Short task:
Revise the records below by replacing "keypoint" with "marker point" everywhere it occurs, and leave everything else unchanged.

Records:
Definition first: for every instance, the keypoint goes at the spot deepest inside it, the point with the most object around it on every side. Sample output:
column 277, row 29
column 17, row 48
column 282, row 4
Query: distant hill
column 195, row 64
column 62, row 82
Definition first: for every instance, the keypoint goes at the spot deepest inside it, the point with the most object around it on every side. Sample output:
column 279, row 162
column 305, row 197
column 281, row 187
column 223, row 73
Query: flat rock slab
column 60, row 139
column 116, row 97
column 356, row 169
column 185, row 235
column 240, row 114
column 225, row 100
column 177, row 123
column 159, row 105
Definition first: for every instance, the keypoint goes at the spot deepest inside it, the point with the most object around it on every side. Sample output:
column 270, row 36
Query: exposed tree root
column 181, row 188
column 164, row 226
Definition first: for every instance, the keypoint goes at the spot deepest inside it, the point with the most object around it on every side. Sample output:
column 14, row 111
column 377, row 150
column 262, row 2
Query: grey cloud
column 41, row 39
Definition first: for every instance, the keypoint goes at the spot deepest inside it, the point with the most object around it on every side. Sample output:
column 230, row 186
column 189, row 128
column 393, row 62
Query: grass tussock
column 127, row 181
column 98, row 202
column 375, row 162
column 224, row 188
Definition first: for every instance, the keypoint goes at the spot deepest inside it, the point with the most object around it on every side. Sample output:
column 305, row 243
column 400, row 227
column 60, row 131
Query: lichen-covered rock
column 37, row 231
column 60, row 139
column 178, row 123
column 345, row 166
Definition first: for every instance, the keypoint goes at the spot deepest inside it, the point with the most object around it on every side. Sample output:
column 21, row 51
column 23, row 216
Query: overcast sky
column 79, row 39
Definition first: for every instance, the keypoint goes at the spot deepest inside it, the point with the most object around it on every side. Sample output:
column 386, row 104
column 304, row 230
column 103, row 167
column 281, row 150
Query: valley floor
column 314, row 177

Exercise response:
Definition first: for every instance, the marker point goes at the spot deepest inside it, the point with the most object around it on every side. Sample output:
column 277, row 29
column 17, row 48
column 282, row 4
Query: distant hill
column 195, row 64
column 62, row 82
Definition first: for every instance, the marker point goes at the spot deepest inside it, the point with the most object around it on every side. Sample output:
column 279, row 162
column 305, row 197
column 281, row 187
column 223, row 73
Query: flat rock slab
column 60, row 139
column 116, row 97
column 356, row 169
column 185, row 235
column 240, row 114
column 225, row 100
column 177, row 123
column 159, row 105
Definition first: for every instance, the marker point goes at the spot deepest inside it, the point with the most object around it on every side. Sample output:
column 270, row 36
Query: exposed tree root
column 181, row 188
column 164, row 226
Definition first: for every instance, the marker point goes at the spot deepest inside it, the point with the most object around it on every side. Sample output:
column 14, row 111
column 377, row 150
column 262, row 2
Query: grey cloud
column 41, row 39
Definition first: for every instance, the marker point goes at the spot deepest inside it, the point with the most object around it on every side. Sample output:
column 230, row 186
column 189, row 128
column 393, row 62
Query: grass tussock
column 127, row 181
column 98, row 202
column 375, row 162
column 224, row 188
Definition first: for every instance, the marker point goes at the spot deepest inside it, the point with the most object around it on every side. Sample output:
column 305, row 243
column 400, row 227
column 60, row 131
Query: lichen-covered rock
column 37, row 231
column 60, row 139
column 178, row 123
column 345, row 166
Definition first: for every instance, the marker point goes at the spot deepest inside it, the point with the most object around it on every side. Sample output:
column 21, row 51
column 23, row 216
Query: overcast sky
column 79, row 39
Definition first: for every instance, the marker point goes at the spot deepest inside it, the point with the most object around it on every side. Sample output:
column 386, row 104
column 304, row 230
column 103, row 167
column 281, row 150
Query: valley floor
column 314, row 177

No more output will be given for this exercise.